## ROWS
** START **
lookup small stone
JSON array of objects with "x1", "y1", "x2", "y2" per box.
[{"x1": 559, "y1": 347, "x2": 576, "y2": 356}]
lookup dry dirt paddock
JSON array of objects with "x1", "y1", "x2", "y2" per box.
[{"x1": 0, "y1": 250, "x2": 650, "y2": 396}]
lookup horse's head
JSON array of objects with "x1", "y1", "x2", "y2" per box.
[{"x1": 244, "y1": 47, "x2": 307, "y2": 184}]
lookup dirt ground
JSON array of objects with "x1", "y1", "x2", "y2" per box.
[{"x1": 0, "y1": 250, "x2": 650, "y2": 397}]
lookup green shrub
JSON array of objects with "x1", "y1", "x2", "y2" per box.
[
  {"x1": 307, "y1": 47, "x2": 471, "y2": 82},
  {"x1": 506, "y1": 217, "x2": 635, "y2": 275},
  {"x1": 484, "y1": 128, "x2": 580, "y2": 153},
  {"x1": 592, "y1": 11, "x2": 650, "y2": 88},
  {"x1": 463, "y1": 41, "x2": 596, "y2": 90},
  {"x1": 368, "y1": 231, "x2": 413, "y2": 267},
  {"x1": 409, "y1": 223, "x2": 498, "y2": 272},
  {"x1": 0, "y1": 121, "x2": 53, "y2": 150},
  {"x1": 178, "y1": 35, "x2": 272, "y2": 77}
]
** END **
## WORK TO DO
Convert every line of the data above into a JSON list of strings, one string per line, leaving out any blank lines.

## THE SOLUTION
[
  "lookup small stone",
  "JSON array of objects with \"x1\", \"y1\", \"x2\", \"y2\" per box.",
  "[{\"x1\": 559, \"y1\": 347, \"x2\": 576, \"y2\": 356}]",
  "lookup dry dirt paddock",
  "JSON array of objects with \"x1\", \"y1\", \"x2\", \"y2\" per box.",
  "[{\"x1\": 0, \"y1\": 250, \"x2\": 650, \"y2\": 396}]",
  "lookup horse's head",
  "JSON array of objects with \"x1\", \"y1\", \"x2\", \"y2\" per box.",
  "[{\"x1\": 244, \"y1\": 47, \"x2\": 307, \"y2\": 184}]",
  "lookup dirt ground",
  "JSON array of objects with \"x1\", \"y1\", \"x2\", \"y2\" per box.",
  "[{\"x1\": 0, \"y1\": 250, \"x2\": 650, \"y2\": 397}]",
  "lookup green shrub",
  "JSON array of objects with \"x1\", \"y1\", \"x2\", \"y2\" per box.",
  "[",
  "  {\"x1\": 307, \"y1\": 47, \"x2\": 471, \"y2\": 82},",
  "  {\"x1\": 506, \"y1\": 217, \"x2\": 635, \"y2\": 275},",
  "  {\"x1\": 484, \"y1\": 128, \"x2\": 580, \"y2\": 153},",
  "  {\"x1\": 592, \"y1\": 11, \"x2\": 650, \"y2\": 88},",
  "  {\"x1\": 463, \"y1\": 41, \"x2\": 596, \"y2\": 90},",
  "  {\"x1\": 368, \"y1\": 231, \"x2\": 413, \"y2\": 267},",
  "  {\"x1\": 409, \"y1\": 223, \"x2\": 498, \"y2\": 272},",
  "  {\"x1\": 0, \"y1\": 121, \"x2\": 53, \"y2\": 150},",
  "  {\"x1\": 178, \"y1\": 35, \"x2\": 272, \"y2\": 77}",
  "]"
]